WHAT YOU ARE ASKED TO DO |
Return, word for word, only the lines from the one containing "Audit log entry: the cow's muzzle" through the last line of the entries.

____ ENTRIES SUPPLIED

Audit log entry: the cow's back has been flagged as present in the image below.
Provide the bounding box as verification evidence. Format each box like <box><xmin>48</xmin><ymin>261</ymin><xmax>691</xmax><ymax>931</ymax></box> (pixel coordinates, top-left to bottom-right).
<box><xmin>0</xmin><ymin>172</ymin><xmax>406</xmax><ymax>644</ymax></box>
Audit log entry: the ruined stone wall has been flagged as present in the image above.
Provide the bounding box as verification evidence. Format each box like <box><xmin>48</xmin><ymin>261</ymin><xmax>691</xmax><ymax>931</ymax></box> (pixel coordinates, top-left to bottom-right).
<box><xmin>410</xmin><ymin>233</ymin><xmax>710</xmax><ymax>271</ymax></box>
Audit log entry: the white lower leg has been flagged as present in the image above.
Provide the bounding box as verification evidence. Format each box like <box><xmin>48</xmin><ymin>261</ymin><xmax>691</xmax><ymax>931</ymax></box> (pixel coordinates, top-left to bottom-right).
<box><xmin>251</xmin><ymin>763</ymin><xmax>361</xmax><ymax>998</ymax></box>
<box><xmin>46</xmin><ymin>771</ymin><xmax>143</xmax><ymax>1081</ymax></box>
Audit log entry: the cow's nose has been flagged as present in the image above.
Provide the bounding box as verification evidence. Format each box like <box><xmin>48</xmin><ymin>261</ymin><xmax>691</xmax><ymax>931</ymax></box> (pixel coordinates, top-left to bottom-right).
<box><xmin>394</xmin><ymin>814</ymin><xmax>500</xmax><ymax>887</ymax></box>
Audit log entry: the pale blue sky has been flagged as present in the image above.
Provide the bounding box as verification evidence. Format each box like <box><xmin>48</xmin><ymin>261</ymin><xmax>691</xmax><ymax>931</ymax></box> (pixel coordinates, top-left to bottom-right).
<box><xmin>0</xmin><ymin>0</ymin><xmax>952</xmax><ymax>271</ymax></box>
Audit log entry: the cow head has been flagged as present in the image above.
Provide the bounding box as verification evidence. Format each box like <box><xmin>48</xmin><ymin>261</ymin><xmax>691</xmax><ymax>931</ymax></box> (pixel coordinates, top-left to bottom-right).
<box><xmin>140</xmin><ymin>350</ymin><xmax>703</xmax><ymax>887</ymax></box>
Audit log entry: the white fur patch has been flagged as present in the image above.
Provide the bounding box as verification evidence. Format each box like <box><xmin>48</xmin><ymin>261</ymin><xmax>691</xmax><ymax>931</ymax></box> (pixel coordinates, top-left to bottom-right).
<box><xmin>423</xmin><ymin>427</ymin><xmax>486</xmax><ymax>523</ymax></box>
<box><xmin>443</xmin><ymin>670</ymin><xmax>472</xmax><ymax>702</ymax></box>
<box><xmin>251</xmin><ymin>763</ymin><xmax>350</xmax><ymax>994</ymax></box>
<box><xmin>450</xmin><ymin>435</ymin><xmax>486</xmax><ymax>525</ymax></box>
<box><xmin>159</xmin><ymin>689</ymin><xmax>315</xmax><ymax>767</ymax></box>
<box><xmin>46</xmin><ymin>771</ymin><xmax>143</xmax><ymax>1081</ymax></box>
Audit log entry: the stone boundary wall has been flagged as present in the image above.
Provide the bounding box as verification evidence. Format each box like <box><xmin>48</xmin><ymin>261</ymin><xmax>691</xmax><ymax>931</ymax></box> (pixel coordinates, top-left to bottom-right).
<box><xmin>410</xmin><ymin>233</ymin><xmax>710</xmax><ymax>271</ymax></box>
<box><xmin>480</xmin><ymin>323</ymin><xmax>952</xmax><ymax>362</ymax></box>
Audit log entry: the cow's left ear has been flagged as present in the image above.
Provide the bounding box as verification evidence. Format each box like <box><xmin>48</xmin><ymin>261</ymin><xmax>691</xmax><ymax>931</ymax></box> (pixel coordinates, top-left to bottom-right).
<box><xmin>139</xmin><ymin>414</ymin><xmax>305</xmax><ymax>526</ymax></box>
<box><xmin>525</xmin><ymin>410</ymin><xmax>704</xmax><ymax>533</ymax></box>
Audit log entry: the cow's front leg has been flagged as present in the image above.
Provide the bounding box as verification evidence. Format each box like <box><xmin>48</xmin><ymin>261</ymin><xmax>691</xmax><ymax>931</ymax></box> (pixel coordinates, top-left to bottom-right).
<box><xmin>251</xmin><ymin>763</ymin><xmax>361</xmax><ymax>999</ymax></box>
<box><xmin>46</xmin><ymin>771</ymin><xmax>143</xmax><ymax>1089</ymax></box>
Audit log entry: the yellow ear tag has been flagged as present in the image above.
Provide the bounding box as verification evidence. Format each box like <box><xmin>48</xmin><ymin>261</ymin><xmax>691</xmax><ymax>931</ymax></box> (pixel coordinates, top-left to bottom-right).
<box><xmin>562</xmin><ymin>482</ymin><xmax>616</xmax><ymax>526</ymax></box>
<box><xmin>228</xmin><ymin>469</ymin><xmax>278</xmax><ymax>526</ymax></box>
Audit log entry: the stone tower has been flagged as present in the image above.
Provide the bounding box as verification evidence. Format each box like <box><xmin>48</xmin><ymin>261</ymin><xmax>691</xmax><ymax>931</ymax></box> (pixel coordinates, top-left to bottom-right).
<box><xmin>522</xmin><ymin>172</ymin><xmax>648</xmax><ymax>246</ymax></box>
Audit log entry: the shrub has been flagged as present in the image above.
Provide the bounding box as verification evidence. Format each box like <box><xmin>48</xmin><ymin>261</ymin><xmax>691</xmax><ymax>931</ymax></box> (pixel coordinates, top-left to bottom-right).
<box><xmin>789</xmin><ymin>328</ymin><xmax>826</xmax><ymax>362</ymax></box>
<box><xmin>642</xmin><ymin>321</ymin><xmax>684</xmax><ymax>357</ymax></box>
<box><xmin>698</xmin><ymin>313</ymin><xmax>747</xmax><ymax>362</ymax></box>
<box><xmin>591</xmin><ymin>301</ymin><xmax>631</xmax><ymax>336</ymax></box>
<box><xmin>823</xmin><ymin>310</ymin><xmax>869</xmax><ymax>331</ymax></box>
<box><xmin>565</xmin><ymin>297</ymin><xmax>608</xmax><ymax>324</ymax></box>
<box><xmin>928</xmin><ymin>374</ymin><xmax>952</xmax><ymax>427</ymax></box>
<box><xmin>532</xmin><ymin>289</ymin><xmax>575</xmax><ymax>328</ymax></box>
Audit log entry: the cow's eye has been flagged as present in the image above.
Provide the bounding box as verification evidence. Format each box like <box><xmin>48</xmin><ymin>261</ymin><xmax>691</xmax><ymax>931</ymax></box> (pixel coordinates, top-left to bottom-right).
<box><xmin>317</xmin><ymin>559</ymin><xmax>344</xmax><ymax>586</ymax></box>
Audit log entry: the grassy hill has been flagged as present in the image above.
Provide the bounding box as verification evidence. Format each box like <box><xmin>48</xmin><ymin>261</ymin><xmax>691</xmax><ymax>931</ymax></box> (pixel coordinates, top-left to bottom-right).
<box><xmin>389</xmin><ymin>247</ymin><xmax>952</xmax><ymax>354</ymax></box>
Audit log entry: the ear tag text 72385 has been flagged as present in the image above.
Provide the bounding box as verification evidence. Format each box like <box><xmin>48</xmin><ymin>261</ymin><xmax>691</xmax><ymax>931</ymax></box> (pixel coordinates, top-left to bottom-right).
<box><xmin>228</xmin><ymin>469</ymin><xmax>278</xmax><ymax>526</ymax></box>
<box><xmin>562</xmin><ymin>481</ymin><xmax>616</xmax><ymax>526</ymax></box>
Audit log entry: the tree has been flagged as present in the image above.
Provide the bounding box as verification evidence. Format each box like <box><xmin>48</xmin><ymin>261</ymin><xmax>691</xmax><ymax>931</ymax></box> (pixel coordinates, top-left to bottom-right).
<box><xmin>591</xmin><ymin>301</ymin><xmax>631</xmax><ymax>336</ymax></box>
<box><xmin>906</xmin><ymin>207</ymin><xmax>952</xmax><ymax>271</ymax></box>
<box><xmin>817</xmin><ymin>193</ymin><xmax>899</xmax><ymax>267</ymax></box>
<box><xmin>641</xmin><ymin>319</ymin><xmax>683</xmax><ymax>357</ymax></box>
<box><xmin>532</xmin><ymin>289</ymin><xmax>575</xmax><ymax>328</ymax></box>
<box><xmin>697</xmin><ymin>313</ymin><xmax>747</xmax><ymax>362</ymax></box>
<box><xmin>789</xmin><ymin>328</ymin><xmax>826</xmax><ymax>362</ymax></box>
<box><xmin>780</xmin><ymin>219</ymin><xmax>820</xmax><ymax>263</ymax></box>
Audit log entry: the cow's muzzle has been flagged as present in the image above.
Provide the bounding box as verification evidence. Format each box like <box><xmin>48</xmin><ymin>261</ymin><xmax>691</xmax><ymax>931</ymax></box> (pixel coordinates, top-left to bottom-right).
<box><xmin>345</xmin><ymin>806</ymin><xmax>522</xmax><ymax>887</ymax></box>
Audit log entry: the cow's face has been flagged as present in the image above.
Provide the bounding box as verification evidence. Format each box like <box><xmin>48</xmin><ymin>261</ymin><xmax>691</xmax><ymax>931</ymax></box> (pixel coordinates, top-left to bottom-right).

________

THE REPLY |
Audit log entry: the cow's muzzle has been flagged as present in the image above.
Provide the bounding box as verification evidence. Format each box like <box><xmin>48</xmin><ymin>261</ymin><xmax>691</xmax><ymax>931</ymax></box> (pixel coordinates, top-left to bottom-right).
<box><xmin>345</xmin><ymin>806</ymin><xmax>522</xmax><ymax>887</ymax></box>
Audit log entry: the cow's face has been flagged as present in the image above.
Provide the bounding box as verification evidence. Format each box like <box><xmin>48</xmin><ymin>261</ymin><xmax>691</xmax><ymax>931</ymax></box> (pixel coordinates, top-left to bottom-right).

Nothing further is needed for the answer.